--- Assigned task ---
Beginning at the line containing "SAMPLE = x=809, y=725" in the material below and ending at the line containing "SAMPLE = x=251, y=93", return each line exactly and add nothing.

--- Given data ---
+-------+

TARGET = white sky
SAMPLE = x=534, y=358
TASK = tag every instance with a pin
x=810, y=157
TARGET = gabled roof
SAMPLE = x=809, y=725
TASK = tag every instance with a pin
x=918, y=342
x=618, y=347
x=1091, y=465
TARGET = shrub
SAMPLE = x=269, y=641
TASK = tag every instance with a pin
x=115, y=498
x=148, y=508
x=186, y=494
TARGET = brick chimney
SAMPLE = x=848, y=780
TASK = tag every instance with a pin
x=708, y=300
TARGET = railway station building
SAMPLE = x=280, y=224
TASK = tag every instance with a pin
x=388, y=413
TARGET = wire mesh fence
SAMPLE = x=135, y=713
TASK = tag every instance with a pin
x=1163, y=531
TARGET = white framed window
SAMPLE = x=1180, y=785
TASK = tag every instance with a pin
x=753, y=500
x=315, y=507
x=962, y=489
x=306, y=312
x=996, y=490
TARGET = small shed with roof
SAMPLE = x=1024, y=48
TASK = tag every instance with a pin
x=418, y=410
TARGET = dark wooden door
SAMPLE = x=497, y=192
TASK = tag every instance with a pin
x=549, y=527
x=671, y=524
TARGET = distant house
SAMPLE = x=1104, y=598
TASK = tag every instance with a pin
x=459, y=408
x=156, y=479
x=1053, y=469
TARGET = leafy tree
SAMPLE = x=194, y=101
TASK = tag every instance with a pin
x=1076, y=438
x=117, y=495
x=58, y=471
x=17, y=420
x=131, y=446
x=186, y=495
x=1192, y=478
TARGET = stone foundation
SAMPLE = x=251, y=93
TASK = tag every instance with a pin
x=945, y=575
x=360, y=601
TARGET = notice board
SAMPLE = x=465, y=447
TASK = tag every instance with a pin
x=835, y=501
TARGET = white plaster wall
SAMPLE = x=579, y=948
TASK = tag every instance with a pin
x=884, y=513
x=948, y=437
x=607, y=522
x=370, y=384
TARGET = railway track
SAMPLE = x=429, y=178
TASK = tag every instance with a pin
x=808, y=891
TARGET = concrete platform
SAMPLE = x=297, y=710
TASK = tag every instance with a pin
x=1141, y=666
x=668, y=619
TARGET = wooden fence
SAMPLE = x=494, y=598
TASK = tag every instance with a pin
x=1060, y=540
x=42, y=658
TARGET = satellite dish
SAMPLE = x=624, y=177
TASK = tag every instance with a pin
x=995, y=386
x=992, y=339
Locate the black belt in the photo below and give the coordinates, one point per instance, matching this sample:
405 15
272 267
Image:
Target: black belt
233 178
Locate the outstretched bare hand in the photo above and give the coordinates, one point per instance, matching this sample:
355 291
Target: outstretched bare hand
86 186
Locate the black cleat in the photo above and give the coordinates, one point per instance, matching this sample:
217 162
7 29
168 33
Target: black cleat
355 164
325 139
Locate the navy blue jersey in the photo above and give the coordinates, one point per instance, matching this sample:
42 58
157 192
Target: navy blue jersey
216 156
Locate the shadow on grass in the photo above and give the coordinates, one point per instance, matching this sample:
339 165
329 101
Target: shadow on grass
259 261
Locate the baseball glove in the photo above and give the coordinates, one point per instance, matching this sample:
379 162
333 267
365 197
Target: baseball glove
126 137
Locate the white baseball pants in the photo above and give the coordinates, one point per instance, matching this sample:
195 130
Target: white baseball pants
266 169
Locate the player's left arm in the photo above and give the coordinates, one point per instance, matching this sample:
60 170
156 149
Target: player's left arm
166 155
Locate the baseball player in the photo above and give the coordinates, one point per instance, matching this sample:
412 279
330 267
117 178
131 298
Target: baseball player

+-------+

--- Answer to this task ---
SAMPLE = x=809, y=725
TASK = tag every instance with a pin
x=918, y=342
x=618, y=347
x=1091, y=465
TARGET = shrub
SAMPLE = x=269, y=641
TASK = tag every instance with a pin
x=115, y=498
x=148, y=508
x=186, y=494
TARGET = brick chimney
SAMPLE = x=848, y=780
TASK = tag every instance with a pin
x=708, y=300
TARGET = railway station building
SAMPLE = x=280, y=224
TASK = tag every instance with a pin
x=388, y=413
TARGET = wire mesh fence
SAMPLE = x=135, y=713
TASK = tag every instance with a pin
x=1163, y=531
TARGET = white framed window
SAMPLE = x=1180, y=785
TASK = tag every instance with a pin
x=753, y=500
x=315, y=507
x=962, y=489
x=306, y=312
x=996, y=490
TARGET = small shed with roof
SAMPLE = x=1024, y=48
TASK = tag every instance with a pin
x=418, y=410
TARGET = dark wooden door
SAMPLE = x=497, y=192
TASK = tag every instance with a pin
x=549, y=527
x=671, y=524
TARGET = distant house
SAMPLE = x=1104, y=598
TASK = tag every instance with a pin
x=459, y=408
x=156, y=479
x=1053, y=469
TARGET = leafy tree
SAMPLE = x=194, y=101
TASK = tag every instance with a pin
x=1076, y=438
x=117, y=495
x=58, y=471
x=17, y=420
x=131, y=446
x=186, y=495
x=1192, y=478
TARGET = stone foundation
SAMPLE = x=251, y=93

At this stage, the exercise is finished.